풀 문제 -
아래 기록에서 "Q: Point out each instance of the airplane with number 4"이 든 줄부터 "(1184, 604)"가 든 줄까지 모든 줄을 요청 문장까지 포함해 다시 적고, 답에 나온 좌표의 숫자는 모두 79씩 늘리세요. 이 범위의 줄만 적으세요.
======== 입력 데이터
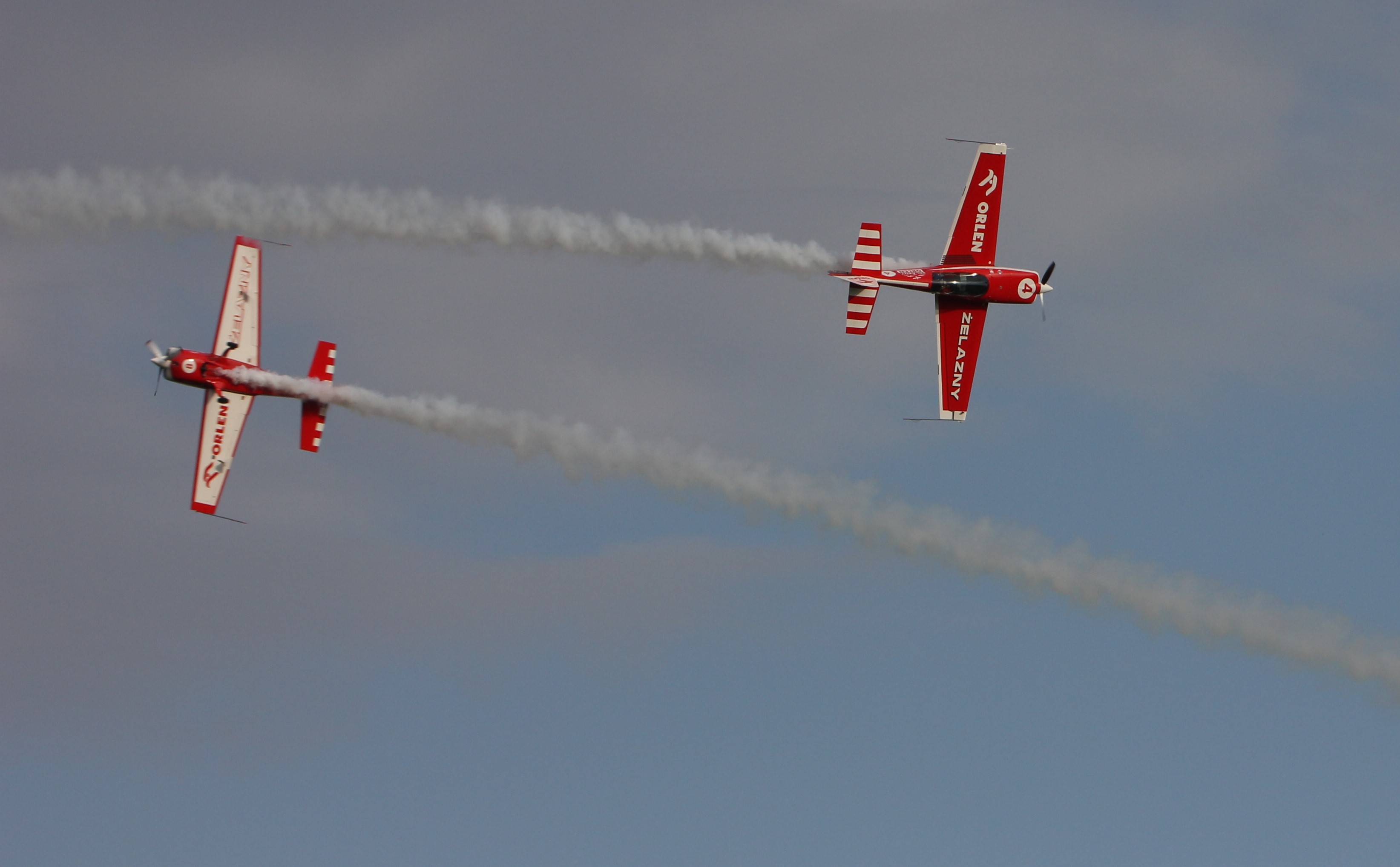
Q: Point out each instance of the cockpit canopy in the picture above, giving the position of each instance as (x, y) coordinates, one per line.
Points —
(958, 284)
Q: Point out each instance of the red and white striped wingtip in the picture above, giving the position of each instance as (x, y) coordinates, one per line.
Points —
(867, 260)
(860, 304)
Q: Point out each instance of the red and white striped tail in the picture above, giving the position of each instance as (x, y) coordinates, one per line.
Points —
(314, 413)
(867, 262)
(867, 251)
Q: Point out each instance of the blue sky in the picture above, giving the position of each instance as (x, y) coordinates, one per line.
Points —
(419, 653)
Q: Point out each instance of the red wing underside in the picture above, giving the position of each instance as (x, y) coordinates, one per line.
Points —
(960, 338)
(218, 443)
(240, 319)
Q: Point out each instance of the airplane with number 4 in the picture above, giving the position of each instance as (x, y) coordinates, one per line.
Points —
(964, 284)
(227, 402)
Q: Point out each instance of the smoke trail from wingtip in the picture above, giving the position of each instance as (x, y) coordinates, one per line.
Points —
(169, 201)
(1184, 604)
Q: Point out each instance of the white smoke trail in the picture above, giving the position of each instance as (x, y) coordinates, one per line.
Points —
(171, 202)
(1181, 603)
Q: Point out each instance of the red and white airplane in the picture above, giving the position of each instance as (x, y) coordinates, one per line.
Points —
(964, 284)
(227, 402)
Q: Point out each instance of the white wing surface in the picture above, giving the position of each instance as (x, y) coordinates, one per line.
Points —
(240, 319)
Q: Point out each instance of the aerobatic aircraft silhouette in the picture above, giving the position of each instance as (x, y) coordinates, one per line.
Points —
(227, 402)
(964, 284)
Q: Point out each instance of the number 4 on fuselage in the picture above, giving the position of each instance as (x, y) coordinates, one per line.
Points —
(227, 402)
(964, 284)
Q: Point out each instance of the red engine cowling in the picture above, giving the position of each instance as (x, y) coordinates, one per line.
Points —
(1013, 286)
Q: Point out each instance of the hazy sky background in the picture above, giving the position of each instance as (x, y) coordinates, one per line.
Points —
(420, 653)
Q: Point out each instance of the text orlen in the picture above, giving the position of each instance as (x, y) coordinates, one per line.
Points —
(979, 227)
(220, 426)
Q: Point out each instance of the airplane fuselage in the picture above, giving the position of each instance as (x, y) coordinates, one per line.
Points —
(985, 284)
(208, 370)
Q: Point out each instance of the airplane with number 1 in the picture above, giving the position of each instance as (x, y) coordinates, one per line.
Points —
(964, 284)
(227, 402)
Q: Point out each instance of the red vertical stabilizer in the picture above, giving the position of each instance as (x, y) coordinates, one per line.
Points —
(313, 412)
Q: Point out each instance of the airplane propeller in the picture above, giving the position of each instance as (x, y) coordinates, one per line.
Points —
(161, 360)
(1045, 287)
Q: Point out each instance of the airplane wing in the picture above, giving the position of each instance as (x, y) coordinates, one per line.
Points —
(218, 443)
(240, 319)
(974, 237)
(960, 338)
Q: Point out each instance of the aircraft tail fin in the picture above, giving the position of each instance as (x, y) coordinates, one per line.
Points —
(974, 237)
(313, 412)
(864, 279)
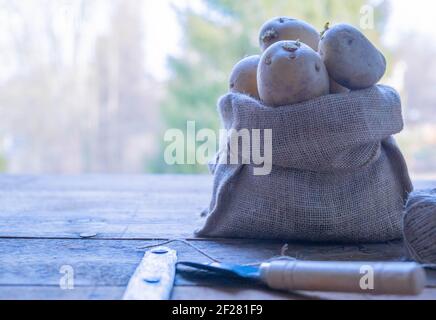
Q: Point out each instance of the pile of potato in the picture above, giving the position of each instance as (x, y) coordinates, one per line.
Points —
(298, 63)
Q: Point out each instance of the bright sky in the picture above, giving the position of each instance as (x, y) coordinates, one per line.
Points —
(406, 16)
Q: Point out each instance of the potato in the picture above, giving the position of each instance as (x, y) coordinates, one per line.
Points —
(290, 72)
(243, 78)
(351, 59)
(337, 88)
(284, 28)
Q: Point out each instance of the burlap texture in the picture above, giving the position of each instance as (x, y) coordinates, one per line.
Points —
(337, 176)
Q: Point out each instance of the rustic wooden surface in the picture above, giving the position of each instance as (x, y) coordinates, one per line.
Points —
(99, 225)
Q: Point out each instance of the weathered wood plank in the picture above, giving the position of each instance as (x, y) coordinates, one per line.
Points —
(111, 207)
(31, 267)
(186, 293)
(116, 207)
(112, 262)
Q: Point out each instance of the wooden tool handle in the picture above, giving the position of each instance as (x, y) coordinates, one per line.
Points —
(370, 278)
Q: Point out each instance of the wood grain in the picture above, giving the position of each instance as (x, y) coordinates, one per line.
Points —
(99, 225)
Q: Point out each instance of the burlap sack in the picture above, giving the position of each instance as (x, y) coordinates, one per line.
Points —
================
완성된 답 -
Q: Point out each instance of the airplane with number 4 in the picture above, giving the position of each instance as (x, y) coordinates, one per line.
Points —
(1043, 363)
(306, 481)
Q: Point out each instance of the smoke trail from wingtip in the picture above, giving the position of each instance as (x, y) coordinates, one per line.
Points —
(248, 280)
(1263, 683)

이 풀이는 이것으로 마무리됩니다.